**GOAL OF THE EXERCISE:**
In the checklist on selecting a project partner, what two kinds of development does the opening paragraph name?

**EXTRACT TO READ:**

An Insider’s Checklist for Selecting a Project Partner
In today’s market where transparency, tracking and validation are more important than ever – ensuring that your fluid handling supplier is with you for the long haul makes selecting the right vendor essential. Whether the development is an application prototype or a full-scale legacy device, choosing a company that will be around for the life cycle of the project can be made simpler by proper vetting and evaluating of these qualifications.
Applications Expertise: Does the supplier have local, knowledgeable, subject material experts who understand the application? For an OEM who has limited time and money, the vendor truly must have all three. Most OEMs can’t afford to wait for technical experts to come back from vacation, manage time zone changes, or deal with salespeople who don’t have the technical expertise or desire to answer project questions on the spot.

**RECORDS SHOWN:**
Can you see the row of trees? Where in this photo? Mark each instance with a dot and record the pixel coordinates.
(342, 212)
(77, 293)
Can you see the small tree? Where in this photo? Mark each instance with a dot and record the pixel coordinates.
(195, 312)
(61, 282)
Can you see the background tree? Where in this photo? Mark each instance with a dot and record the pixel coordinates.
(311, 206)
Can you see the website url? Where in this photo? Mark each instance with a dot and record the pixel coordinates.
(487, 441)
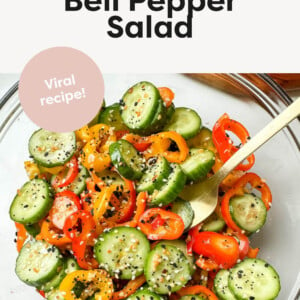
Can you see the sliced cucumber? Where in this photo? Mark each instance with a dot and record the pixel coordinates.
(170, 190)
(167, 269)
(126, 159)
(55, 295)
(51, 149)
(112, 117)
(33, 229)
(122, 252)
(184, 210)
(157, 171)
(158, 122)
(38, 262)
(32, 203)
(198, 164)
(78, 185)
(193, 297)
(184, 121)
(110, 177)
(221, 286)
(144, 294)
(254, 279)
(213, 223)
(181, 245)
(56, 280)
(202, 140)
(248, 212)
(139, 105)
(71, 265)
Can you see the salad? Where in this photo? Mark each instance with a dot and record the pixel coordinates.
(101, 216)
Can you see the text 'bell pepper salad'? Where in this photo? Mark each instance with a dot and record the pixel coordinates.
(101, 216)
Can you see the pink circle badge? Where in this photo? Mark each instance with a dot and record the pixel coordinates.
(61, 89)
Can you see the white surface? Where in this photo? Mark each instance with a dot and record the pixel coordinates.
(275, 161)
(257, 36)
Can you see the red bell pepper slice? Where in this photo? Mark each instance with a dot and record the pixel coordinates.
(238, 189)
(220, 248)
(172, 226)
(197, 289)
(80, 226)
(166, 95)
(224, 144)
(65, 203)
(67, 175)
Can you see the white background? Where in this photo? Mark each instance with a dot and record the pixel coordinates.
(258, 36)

---

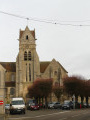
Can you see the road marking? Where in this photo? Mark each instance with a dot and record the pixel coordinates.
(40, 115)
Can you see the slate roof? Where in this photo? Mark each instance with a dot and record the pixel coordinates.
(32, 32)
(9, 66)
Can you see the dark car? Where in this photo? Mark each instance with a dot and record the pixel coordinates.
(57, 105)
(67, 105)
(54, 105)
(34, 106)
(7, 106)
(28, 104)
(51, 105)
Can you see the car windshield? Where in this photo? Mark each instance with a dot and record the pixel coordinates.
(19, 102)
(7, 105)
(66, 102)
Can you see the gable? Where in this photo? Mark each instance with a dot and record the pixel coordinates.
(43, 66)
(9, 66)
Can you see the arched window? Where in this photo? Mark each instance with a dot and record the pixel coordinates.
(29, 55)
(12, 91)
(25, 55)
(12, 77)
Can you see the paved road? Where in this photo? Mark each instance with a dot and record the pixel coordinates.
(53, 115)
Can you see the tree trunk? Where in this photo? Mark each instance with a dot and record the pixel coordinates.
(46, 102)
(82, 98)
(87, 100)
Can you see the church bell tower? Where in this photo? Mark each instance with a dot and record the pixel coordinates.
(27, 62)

---

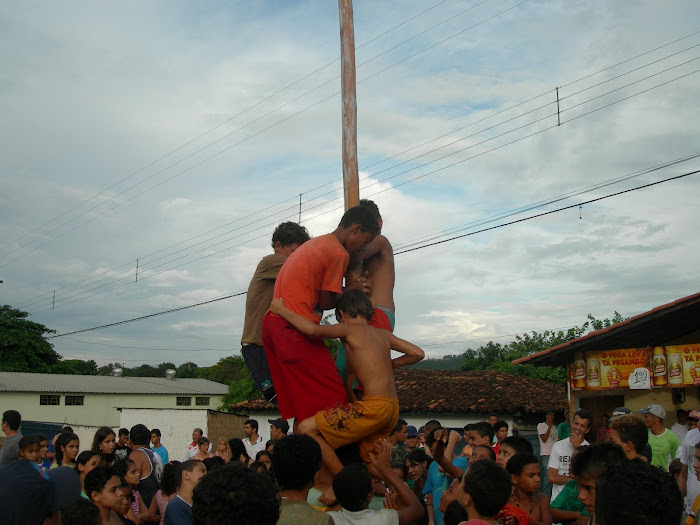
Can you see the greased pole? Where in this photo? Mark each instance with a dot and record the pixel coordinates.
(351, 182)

**RESULT OF THE TASK:**
An application prototype or a full-scale legacy device.